---------- Source ----------

Nevada's marijuana sales down, product suffering as program 'limps along'

Since Nevada’s recreational marijuana program launched in July, sales have dropped 20 to 30 percent as dispensaries struggle to meet the swell in demand, according to a report last week from the Nevada Department of Taxation.

A shortage of businesses able to deliver product to dispensaries has stunted the market, leaving dispensaries with a product selection that’s been reduced by more than half, the report said.

Dispensaries insisted that they needed more product faster, and they needed at least nine to 11 deliveries per week with between 12 hours and five days notice. Currently, they’re waiting closer to a week to two weeks.

“These (retail marijuana) businesses are struggling without a robust distribution system. Cultivators and producers have product sitting for days waiting to be delivered to stores while the quality of the product degrades. Retailers do not have the products their customers desire, products that are legal and should be available to them,” said Deonne Contine, director of the Nevada Department of Taxation, in the report.

The report is based on surveys filled out by more than five dozen marijuana establishments and more than a dozen alcohol distributors, an effort that is the result of an emergency regulation passed last month. It’s hoped to put to rest the issue of a distributors’ shortage.

---------- Data listing ----------

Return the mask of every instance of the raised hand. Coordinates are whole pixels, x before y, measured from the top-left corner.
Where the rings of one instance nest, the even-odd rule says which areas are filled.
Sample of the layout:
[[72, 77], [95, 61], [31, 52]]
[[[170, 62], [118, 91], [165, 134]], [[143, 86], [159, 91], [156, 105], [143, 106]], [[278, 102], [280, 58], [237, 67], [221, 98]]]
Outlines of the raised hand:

----------
---------- Data listing ----------

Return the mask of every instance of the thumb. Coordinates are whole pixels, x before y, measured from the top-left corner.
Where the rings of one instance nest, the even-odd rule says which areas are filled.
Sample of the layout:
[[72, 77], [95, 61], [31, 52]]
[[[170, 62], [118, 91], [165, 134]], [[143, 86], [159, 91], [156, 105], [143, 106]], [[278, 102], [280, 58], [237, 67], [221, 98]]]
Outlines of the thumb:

----------

Work to complete -
[1] From the article on Nevada's marijuana sales, list every phrase that gives an amount beginning with the words "more than."
[2] Please print the rows from the line with "Return the mask of every instance of the raised" through the line with "Outlines of the raised", with both of those lines included.

Answers for the exercise -
[1]
- more than half
- more than five dozen
- more than a dozen

[2]
Return the mask of every instance of the raised hand. Coordinates are whole pixels, x before y, measured from the top-left corner.
Where the rings of one instance nest, the even-odd rule says which areas are filled.
Sample of the layout:
[[72, 77], [95, 61], [31, 52]]
[[[170, 62], [118, 91], [165, 134]], [[143, 86], [159, 91], [156, 105], [143, 106]], [[278, 102], [280, 58], [237, 67], [221, 98]]]
Outlines of the raised hand:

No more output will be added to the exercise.